By Shwe Yee Saw Myint an& Yimou Lee
YANGON
Myanmar's army-controlled home ministry is investigating
a cover-up by the country's border force of the deaths in custody of two
Rohingya Muslims in troubled Rakhine State, according to a police report
reviewed by Reuters and interviews with two senior security officials.
The internal document is the first official admission of
serious wrongdoing by security forces in their crackdown against insurgents in
northwestern Myanmar that has sent more than 70,000 people fleeing across the
border to Bangladesh.
When contacted by Reuters, the Home Affairs Ministry
denied an investigation was under way, but the commander of the Border Guard
Police (BGP) in the area where the incident took place and a senior home
ministry security official confirmed the authenticity of the document and said
it was not the only such case that was being looked into.
The home ministry oversees the national police force,
which includes the BGP. The ministry is headed by an army general.
Myanmar is under growing international pressure to take
action against those who are alleged to have committed atrocities in Rakhine.

Given problem A: Identify every line in the records below that contains the word "hijab", and copy each of those lines.

Listed records:
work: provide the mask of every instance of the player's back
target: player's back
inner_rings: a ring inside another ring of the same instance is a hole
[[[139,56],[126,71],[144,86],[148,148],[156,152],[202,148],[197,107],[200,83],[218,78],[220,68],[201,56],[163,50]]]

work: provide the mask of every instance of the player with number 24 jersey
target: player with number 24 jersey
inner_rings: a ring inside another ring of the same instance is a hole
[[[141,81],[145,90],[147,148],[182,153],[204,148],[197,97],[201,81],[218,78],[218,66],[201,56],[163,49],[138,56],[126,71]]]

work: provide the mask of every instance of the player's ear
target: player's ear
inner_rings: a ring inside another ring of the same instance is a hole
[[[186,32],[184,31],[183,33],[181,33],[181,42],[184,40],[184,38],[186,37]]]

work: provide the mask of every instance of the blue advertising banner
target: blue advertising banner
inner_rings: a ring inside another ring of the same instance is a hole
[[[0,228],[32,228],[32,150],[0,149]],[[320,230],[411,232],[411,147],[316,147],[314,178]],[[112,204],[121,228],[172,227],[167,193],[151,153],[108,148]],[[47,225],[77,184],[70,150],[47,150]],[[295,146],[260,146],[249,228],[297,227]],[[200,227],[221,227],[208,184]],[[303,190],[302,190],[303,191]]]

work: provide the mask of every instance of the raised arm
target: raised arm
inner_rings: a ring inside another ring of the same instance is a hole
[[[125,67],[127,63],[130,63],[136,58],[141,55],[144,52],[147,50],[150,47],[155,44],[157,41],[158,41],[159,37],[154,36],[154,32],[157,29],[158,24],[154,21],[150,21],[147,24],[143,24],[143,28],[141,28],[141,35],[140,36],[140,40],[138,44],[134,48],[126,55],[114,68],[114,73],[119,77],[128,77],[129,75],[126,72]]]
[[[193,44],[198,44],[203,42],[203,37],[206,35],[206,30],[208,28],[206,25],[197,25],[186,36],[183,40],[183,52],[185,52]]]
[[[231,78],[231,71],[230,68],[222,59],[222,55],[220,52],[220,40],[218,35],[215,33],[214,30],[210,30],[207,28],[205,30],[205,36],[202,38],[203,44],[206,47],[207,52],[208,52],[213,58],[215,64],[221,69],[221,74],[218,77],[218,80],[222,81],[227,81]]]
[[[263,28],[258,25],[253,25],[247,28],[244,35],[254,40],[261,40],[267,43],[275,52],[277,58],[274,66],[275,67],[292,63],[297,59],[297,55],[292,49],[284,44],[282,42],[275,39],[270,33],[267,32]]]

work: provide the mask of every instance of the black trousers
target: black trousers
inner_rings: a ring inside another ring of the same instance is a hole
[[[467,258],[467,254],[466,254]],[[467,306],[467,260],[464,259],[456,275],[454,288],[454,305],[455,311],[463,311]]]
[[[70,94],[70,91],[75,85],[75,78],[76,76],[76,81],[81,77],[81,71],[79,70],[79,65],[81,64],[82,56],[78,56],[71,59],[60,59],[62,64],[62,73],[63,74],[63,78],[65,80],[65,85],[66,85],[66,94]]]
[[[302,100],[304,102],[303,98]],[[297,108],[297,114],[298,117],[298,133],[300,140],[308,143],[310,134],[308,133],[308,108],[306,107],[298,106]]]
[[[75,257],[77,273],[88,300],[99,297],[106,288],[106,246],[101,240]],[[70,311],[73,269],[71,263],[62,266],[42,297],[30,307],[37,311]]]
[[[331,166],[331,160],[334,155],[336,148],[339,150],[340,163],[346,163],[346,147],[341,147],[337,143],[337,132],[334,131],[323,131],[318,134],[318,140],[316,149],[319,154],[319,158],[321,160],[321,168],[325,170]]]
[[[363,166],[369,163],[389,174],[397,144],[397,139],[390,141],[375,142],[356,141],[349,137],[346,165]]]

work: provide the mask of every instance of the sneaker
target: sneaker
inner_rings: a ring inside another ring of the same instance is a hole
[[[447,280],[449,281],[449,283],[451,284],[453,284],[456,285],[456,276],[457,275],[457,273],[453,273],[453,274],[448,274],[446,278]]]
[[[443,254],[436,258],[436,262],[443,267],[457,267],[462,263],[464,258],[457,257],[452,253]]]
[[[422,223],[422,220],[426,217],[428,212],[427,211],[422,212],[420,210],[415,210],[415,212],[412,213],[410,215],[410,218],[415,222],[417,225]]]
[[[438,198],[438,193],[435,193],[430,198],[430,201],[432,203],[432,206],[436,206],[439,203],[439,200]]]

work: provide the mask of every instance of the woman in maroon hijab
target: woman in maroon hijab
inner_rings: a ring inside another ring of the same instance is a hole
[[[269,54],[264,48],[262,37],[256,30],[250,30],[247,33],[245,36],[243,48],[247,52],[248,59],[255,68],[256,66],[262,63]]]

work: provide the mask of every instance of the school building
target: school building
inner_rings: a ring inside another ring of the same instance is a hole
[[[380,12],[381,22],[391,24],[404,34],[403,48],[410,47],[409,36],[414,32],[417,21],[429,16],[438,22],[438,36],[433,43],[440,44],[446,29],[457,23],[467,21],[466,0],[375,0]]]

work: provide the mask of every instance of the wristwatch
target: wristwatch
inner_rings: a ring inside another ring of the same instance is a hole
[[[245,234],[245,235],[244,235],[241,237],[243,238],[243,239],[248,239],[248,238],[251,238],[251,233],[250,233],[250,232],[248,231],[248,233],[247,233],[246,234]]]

Given problem B: Echo everything in the news report on the Rakhine investigation from "When contacted by" down to "atrocities in Rakhine.".

Correct output A:
work: provide the mask of every instance of the woman in maroon hijab
target: woman in maroon hijab

Correct output B:
When contacted by Reuters, the Home Affairs Ministry
denied an investigation was under way, but the commander of the Border Guard
Police (BGP) in the area where the incident took place and a senior home
ministry security official confirmed the authenticity of the document and said
it was not the only such case that was being looked into.
The home ministry oversees the national police force,
which includes the BGP. The ministry is headed by an army general.
Myanmar is under growing international pressure to take
action against those who are alleged to have committed atrocities in Rakhine.